§ **GIVEN PROBLEM**:
Rewrite the lines starting with the one that contains "Target: antelope body" and going on through the one that contains "647), (675, 386)]", putting "mark" wherever "indicate" appears and changing nothing else. Return only those lines, and leave the pictures out.

§ **DATASET**:
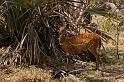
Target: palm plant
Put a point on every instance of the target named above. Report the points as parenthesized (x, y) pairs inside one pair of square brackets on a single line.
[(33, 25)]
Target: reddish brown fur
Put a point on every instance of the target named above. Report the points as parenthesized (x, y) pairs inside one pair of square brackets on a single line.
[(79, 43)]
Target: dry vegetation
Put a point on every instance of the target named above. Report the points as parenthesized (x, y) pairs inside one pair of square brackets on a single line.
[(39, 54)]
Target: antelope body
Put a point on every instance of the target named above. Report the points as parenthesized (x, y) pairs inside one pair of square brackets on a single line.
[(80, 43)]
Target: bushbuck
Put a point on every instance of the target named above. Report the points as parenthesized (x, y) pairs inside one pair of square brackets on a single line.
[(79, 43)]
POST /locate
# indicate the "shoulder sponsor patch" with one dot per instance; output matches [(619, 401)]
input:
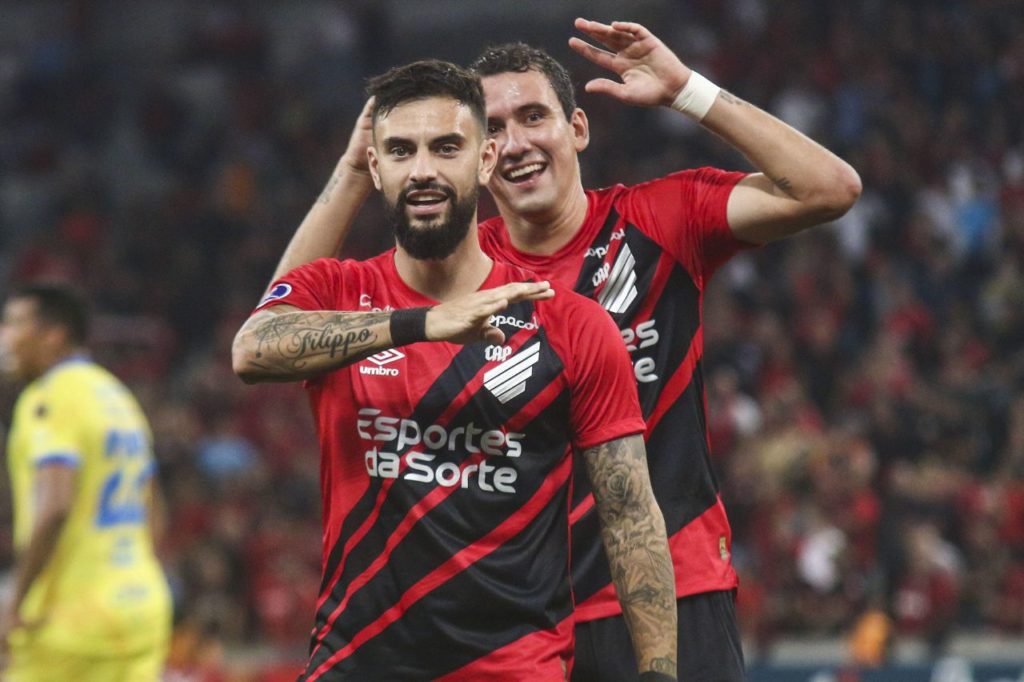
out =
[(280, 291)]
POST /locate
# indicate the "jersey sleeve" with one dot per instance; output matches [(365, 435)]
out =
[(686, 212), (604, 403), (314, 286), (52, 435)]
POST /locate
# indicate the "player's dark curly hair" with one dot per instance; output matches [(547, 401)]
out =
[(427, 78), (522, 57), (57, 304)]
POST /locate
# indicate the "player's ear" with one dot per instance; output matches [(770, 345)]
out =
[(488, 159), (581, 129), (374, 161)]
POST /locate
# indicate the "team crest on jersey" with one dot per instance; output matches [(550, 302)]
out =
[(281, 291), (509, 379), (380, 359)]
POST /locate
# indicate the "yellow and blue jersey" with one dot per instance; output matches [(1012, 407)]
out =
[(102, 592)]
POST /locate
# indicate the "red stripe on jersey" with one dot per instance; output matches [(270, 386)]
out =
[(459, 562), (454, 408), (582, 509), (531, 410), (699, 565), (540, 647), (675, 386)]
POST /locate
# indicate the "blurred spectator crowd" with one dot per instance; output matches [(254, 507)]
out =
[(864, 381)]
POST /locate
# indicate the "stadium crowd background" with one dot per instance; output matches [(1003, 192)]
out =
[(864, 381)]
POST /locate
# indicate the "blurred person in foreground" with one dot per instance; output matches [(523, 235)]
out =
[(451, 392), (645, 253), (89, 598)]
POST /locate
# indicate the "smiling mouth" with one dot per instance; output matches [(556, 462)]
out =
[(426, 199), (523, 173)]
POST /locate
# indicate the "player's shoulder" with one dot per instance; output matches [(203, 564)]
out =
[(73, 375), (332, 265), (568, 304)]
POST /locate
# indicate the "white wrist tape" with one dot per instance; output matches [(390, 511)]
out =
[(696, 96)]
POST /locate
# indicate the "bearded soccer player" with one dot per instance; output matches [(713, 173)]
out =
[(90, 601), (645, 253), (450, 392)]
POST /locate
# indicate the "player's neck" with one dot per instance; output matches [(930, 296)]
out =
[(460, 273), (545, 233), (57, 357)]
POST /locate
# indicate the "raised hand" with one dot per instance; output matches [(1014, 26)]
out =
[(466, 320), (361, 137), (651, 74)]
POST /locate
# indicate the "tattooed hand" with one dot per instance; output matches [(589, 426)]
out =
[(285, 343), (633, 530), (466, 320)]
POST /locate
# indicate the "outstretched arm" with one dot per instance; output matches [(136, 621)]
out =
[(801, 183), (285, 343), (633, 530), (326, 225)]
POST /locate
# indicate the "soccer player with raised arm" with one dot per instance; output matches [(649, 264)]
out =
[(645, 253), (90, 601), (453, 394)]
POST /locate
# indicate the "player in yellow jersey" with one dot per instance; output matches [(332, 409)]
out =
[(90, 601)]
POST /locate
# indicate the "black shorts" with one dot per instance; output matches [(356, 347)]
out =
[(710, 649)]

§ **PROBLEM SOLUTION**:
Target: antelope body
Put a point on every instance of the target named above. Report the points as parenthesized (x, y) pairs inside one pair of square brackets on a single line.
[(80, 43)]
Target: bushbuck
Put a point on every instance of the target named above. Report the points as parenthesized (x, y) pairs inside one pair of square brackets on a single line.
[(79, 43)]
POST /locate
# mark the "shoulder sponsor patch" with one dot per instance; output matches [(619, 401)]
input:
out =
[(280, 291)]
POST /locate
# mark the "jersey sleeve" with one dot per instance; output matches [(365, 435)]
out =
[(686, 212), (604, 403), (314, 286), (52, 435)]
POST /locate
# mark the "player's dark curly hair" with one dot per instance; output matches [(547, 401)]
out =
[(427, 78), (522, 57), (57, 304)]
POST /locate
# mark the "player's ear" with one dot per instance; output matches [(770, 345)]
out =
[(488, 159), (581, 129), (374, 161)]
POST /locate
# mark the "team crest on jersey" with one dot per instance; output matches [(550, 302)]
out =
[(281, 291), (509, 379), (380, 359)]
POST /locate
# mark the "yellow and blue jersey" with one dot per instance; output matches [(1012, 407)]
out =
[(102, 592)]
POST /locate
# mark the "red stripe on jersey" with one dot per instance; output matches [(270, 386)]
out =
[(459, 562), (454, 408), (582, 509), (531, 410), (699, 565), (540, 647), (675, 386)]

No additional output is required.